■ What the exercise asks ■
Transcribe every record that appears below, exactly and in full.
* START Records to process *
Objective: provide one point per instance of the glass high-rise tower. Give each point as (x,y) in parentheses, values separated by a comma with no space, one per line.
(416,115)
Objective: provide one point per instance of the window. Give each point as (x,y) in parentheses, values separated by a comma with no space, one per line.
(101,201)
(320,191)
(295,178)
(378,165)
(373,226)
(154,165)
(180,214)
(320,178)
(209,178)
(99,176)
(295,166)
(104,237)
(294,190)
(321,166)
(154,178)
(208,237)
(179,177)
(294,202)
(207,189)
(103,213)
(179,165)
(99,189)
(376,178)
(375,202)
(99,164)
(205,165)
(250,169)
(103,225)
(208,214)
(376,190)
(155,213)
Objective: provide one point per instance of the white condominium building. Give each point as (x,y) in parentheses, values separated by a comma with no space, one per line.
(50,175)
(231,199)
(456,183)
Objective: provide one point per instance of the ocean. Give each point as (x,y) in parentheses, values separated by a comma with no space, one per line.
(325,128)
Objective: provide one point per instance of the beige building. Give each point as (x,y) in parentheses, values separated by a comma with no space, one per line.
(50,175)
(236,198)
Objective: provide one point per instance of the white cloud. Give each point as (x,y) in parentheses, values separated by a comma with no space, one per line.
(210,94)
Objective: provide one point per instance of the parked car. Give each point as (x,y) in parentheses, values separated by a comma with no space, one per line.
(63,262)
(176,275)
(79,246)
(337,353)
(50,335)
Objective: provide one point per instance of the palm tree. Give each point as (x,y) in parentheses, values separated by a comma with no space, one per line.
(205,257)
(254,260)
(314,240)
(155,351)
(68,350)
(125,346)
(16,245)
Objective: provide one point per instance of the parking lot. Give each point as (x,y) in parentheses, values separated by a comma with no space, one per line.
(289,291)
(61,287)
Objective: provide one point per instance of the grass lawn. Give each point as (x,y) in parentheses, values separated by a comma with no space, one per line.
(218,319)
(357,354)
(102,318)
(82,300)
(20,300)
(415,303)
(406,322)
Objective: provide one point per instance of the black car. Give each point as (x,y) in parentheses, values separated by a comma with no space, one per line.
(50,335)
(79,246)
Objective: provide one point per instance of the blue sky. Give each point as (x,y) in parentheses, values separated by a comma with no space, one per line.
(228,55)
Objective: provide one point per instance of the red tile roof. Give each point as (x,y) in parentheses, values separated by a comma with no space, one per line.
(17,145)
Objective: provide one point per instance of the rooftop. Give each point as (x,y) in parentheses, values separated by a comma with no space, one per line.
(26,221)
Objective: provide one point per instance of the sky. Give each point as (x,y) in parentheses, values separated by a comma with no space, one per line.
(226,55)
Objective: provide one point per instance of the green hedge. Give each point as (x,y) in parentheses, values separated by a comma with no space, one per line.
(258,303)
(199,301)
* END Records to process *
■ Task output ■
Objective: provide one point per instance of the glass high-rise tower. Give each point as (x,y) in parentheses, values separated by a comma with no space, one per line.
(416,115)
Objective: provide one point per instance of the window. Give each point as (x,y) in parentheses, values separated by a comma with no space, one per line.
(101,201)
(320,191)
(295,178)
(378,165)
(373,226)
(154,165)
(180,214)
(320,178)
(209,178)
(99,176)
(295,166)
(104,237)
(294,190)
(321,166)
(154,178)
(208,237)
(179,177)
(294,202)
(207,189)
(103,213)
(179,165)
(99,189)
(376,178)
(375,202)
(99,164)
(205,165)
(250,169)
(103,225)
(208,214)
(376,190)
(155,213)
Objective: provide one point per instance of the white condominium building. Give each point as (x,y) in parentheses, values separated by a comma with no space, one per line.
(50,175)
(231,199)
(456,183)
Objective: provide one point per instance of the ocean. Give each point as (x,y) in parentheses, values separated by a comma with no space, one per line.
(325,128)
Objective: provide one point per instance of the beige building. Give each point as (x,y) in parentheses, values separated by a comma with no space, one per line.
(50,175)
(236,198)
Objective: provide one point per instance of the white cloud. Give each point as (x,y) in parentheses, values separated by a comma with no space, one per line.
(210,94)
Objective: provide one point per instance of the parked car. Give each point as (x,y) in parentheses, values separated by a comma with no space, one per line.
(63,262)
(176,275)
(79,246)
(337,353)
(50,335)
Objective: provide one point per instance of the palm tree. Give each point as (x,y) in parentheses, values separated by a comma with no space, one per line.
(205,257)
(254,260)
(314,240)
(155,351)
(68,350)
(125,346)
(16,245)
Objective: provide one point per instance of the parking lot. Give each point as (x,y) in parentheses, values separated by a comma with no space, one per line.
(289,291)
(61,287)
Objective: provide one point per instance of the grass lawn. Give each point as (x,y) in parentheses, values separated by a comma with no space, one per line.
(218,319)
(357,354)
(102,318)
(82,300)
(20,300)
(415,303)
(406,322)
Objective: provide one point per instance of the black car. Give each point as (x,y) in parentheses, values separated by a comma with no space, one per line.
(50,335)
(79,246)
Objective: provide one point per instance of the blue sky. Give each point as (x,y) in parentheses, values separated by a comma with no space, one per line.
(228,55)
Objective: provide one point per instance of the red tile roof. Give each point as (x,y) in parentheses, values separated by a comma with no space, one per line.
(17,145)
Objective: provide one point per instance of the rooftop. Give each point as (x,y) in parentheses, values separated by a comma with no space, one per line.
(26,221)
Objective: provide one point per instance of the sky. Give each point as (x,y) in parentheses, values separated by a comma with no space, one per line.
(226,55)
Objective: provide one point per instance of the green hedge. Give each point as (x,y) in parentheses, values separated by a comma with no space, one per line.
(258,303)
(199,301)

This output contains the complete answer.